TO DO: Copy the lines below verbatim, but only from the line containing "box: [399, 157, 564, 198]" through the end of the data.

### RECORDS FOR THIS TASK ###

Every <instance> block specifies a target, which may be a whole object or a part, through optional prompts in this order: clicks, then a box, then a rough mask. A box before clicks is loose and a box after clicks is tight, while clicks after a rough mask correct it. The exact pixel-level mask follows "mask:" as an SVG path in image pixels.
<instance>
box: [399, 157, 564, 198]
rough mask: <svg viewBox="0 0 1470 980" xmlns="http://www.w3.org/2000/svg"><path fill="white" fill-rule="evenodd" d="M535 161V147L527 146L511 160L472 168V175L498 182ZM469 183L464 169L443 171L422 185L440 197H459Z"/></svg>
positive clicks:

###

PROBLEM SOLUTION:
box: [399, 157, 564, 198]
rough mask: <svg viewBox="0 0 1470 980" xmlns="http://www.w3.org/2000/svg"><path fill="white" fill-rule="evenodd" d="M535 161V147L527 146L511 160L472 168V175L498 182ZM469 183L464 169L443 171L422 185L440 197H459Z"/></svg>
positive clicks:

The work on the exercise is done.